• Exercise objective:
What is needed is an exact transcription of every record, minus the pictures.

• Stored data entries:
________________________

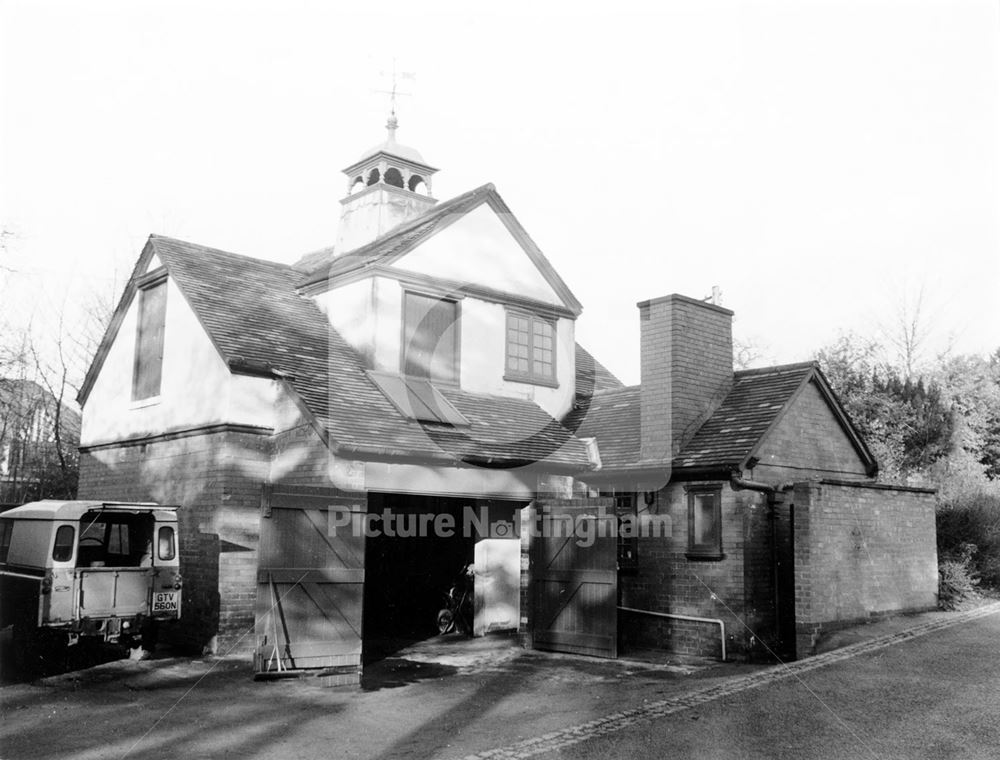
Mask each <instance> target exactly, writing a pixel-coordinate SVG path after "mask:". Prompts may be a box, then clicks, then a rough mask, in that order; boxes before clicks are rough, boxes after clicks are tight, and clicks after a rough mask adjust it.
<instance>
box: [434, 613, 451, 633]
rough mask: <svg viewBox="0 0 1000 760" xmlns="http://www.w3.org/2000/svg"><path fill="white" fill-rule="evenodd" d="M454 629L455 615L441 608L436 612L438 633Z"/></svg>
mask: <svg viewBox="0 0 1000 760" xmlns="http://www.w3.org/2000/svg"><path fill="white" fill-rule="evenodd" d="M453 630H455V616H454V615H452V614H451V610H441V611H440V612H439V613H438V633H442V634H443V633H448V632H449V631H453Z"/></svg>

________________________

• Reply to the exercise:
Mask each <instance> target exactly, writing a pixel-coordinate SVG path after "mask:". Prompts may be a box, then clicks, then a rough mask, in that order; boxes before clicks are rough, boxes after clicks are tight, and clicks after a rough mask adjust it.
<instance>
box: [434, 613, 451, 633]
rough mask: <svg viewBox="0 0 1000 760" xmlns="http://www.w3.org/2000/svg"><path fill="white" fill-rule="evenodd" d="M454 629L455 615L441 608L436 612L438 633Z"/></svg>
mask: <svg viewBox="0 0 1000 760" xmlns="http://www.w3.org/2000/svg"><path fill="white" fill-rule="evenodd" d="M453 630H455V616H454V615H452V614H451V610H441V611H440V612H439V613H438V633H442V634H443V633H448V632H449V631H453Z"/></svg>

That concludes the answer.